• **THE PROBLEM**: Would you retype exactly the lines from the one containing "If you would be willing to indicate the coastal" through the last line of the records below, and nothing else?

• **PROVIDED DATA**:

####################

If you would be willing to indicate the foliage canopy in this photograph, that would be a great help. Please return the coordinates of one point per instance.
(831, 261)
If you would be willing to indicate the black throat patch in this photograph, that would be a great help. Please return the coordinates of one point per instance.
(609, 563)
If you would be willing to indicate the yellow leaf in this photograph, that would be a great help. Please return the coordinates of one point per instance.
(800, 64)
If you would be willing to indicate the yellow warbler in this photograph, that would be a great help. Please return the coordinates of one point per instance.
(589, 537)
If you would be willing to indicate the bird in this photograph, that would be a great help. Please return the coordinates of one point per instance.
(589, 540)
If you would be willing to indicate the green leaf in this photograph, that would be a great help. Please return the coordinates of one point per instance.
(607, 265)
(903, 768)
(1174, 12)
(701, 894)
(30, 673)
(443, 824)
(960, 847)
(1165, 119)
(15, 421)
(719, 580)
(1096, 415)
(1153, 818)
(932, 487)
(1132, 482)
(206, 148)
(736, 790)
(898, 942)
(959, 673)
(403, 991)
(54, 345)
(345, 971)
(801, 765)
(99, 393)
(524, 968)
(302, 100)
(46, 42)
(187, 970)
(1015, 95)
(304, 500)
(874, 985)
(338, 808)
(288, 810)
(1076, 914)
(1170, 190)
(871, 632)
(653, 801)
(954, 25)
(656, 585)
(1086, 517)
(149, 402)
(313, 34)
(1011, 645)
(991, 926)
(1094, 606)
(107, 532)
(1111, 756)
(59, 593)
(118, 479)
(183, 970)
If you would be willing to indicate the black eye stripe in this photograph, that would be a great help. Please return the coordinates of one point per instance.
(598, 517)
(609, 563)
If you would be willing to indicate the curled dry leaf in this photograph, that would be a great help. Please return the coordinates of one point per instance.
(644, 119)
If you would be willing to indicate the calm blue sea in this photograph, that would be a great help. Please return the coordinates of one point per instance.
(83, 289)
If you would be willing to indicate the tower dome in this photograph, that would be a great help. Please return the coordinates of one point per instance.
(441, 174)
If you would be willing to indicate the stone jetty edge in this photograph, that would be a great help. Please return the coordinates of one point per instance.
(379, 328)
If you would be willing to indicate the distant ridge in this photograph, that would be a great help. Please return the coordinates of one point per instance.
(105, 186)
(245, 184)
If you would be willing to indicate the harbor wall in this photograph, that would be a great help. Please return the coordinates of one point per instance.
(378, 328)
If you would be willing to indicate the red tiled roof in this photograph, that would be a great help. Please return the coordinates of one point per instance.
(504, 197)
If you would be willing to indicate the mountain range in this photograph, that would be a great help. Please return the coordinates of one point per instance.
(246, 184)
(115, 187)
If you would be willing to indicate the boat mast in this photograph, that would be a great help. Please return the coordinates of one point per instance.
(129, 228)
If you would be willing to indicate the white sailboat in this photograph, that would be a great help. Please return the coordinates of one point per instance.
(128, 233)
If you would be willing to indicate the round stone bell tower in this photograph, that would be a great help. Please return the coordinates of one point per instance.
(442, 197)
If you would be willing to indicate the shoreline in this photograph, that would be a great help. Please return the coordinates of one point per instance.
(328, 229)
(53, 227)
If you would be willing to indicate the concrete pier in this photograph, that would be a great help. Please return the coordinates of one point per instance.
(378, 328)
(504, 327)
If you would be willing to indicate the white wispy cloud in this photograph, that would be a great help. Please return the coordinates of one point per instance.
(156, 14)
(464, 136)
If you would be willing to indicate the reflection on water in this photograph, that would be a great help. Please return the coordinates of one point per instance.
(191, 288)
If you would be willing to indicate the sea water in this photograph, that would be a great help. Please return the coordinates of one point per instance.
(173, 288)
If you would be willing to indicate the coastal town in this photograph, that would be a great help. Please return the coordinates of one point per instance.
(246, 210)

####################

• **RESPONSE TO THIS TASK**:
If you would be willing to indicate the coastal town in this photograph, that would be a great help. Please return the coordinates of one point per instance.
(246, 210)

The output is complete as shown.